§ **WHAT THE TASK ASKS**
When a line of the records contains "roof", copy it.

§ **DATA**
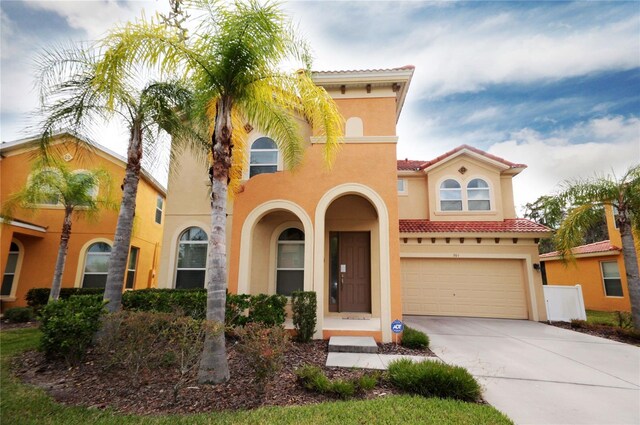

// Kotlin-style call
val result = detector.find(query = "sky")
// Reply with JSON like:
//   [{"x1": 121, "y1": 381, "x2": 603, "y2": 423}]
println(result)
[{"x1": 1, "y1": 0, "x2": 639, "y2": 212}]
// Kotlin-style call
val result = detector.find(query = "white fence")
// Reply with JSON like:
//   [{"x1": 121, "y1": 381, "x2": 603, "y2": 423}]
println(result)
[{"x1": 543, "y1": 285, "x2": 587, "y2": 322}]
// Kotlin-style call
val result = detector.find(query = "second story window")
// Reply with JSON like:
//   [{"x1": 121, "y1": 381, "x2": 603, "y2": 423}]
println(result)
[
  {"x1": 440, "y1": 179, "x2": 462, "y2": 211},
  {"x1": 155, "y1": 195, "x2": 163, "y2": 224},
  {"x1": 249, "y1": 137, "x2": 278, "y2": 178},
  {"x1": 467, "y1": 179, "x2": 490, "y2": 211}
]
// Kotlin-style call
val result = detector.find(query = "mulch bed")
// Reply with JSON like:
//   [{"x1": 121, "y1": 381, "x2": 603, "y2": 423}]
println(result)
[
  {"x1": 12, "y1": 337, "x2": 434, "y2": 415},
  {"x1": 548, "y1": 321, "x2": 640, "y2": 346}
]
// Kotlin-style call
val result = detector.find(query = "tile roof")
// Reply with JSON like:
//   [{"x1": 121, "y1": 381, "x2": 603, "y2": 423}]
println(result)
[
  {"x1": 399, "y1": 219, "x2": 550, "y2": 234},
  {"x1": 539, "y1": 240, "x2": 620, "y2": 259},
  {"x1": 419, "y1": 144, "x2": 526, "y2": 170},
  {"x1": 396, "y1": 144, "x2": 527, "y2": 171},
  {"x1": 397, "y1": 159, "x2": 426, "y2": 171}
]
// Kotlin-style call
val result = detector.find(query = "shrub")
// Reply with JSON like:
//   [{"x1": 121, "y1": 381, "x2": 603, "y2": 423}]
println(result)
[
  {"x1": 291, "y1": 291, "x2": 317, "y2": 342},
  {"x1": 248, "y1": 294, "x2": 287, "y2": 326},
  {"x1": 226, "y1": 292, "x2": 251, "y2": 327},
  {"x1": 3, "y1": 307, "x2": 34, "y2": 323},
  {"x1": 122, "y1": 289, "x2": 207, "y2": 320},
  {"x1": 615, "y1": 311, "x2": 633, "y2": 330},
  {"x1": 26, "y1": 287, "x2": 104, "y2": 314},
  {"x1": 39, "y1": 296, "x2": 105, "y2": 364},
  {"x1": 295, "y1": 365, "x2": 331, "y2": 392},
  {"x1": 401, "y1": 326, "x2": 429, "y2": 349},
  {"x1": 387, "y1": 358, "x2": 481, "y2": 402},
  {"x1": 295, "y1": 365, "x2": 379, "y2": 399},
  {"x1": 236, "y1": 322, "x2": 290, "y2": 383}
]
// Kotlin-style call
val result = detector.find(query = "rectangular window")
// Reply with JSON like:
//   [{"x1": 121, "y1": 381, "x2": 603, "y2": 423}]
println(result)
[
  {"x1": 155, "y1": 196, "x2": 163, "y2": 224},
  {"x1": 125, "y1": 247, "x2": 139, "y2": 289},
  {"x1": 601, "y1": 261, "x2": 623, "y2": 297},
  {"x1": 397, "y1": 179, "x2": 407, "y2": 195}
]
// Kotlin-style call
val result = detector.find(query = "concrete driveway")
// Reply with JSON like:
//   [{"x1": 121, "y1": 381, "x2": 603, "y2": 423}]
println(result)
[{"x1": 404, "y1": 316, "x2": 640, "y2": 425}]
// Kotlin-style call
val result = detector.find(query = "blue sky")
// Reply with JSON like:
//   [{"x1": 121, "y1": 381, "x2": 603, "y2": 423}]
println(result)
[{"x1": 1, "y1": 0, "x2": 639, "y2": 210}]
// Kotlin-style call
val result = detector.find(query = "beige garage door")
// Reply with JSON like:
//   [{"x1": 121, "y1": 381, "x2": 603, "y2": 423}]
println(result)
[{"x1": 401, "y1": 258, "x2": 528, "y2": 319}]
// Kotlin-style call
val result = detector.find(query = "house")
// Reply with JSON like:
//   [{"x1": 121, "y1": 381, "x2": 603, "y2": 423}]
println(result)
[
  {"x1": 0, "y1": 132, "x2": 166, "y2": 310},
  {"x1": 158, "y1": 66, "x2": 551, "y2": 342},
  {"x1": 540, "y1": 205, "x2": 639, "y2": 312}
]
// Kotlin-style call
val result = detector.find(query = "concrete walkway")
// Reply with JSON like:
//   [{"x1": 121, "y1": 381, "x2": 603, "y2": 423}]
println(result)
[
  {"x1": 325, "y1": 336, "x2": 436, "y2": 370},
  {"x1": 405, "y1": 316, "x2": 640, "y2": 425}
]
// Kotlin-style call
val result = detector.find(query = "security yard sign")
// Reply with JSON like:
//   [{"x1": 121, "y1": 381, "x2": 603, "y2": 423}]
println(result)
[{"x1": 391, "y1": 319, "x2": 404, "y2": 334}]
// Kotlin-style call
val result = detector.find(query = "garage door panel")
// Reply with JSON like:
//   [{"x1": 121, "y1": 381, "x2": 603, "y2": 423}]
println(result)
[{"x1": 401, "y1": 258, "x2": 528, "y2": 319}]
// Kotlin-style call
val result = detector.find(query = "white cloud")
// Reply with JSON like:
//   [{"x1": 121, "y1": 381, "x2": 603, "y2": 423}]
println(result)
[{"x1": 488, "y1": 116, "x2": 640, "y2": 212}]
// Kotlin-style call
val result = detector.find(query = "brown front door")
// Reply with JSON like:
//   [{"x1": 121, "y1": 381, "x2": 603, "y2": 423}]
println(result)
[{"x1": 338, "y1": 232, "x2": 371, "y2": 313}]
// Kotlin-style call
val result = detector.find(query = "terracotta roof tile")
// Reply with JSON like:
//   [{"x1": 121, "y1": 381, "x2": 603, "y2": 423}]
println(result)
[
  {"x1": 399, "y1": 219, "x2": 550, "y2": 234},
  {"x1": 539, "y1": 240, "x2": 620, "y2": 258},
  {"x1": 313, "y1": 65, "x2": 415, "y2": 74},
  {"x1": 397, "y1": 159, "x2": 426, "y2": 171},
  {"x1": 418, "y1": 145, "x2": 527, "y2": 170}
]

...

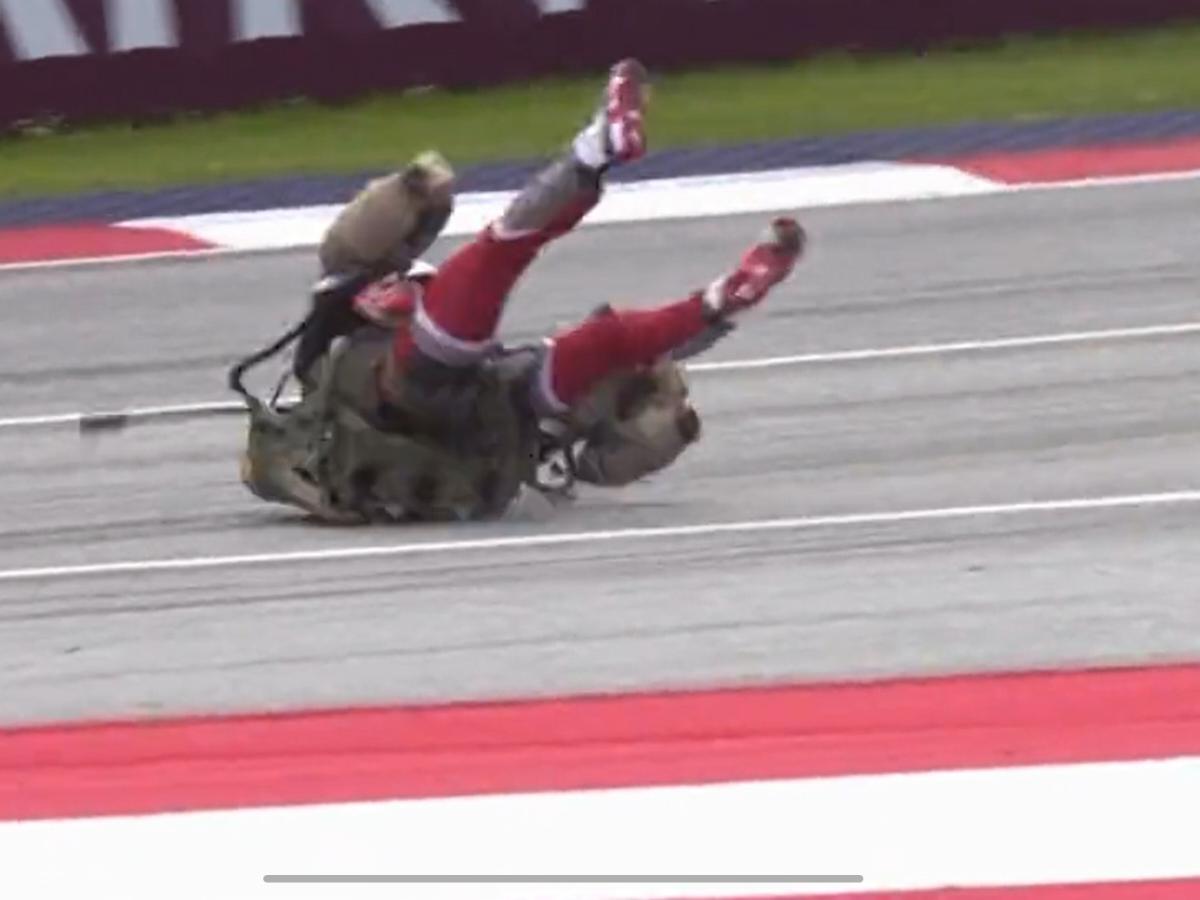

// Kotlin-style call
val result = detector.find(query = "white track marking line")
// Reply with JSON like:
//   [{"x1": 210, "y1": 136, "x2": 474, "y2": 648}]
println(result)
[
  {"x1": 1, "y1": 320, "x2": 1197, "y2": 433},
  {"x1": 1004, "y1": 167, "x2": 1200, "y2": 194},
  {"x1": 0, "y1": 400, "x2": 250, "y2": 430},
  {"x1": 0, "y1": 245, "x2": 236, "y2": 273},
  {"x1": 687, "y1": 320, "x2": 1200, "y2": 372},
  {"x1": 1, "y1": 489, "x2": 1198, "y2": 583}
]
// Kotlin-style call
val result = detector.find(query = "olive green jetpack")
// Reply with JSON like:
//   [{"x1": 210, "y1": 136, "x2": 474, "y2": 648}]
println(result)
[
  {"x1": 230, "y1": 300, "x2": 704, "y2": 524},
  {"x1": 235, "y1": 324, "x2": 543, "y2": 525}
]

§ **TASK RESPONSE**
val result = detector.find(query = "tile roof")
val result = detector.find(query = "terracotta roof tile")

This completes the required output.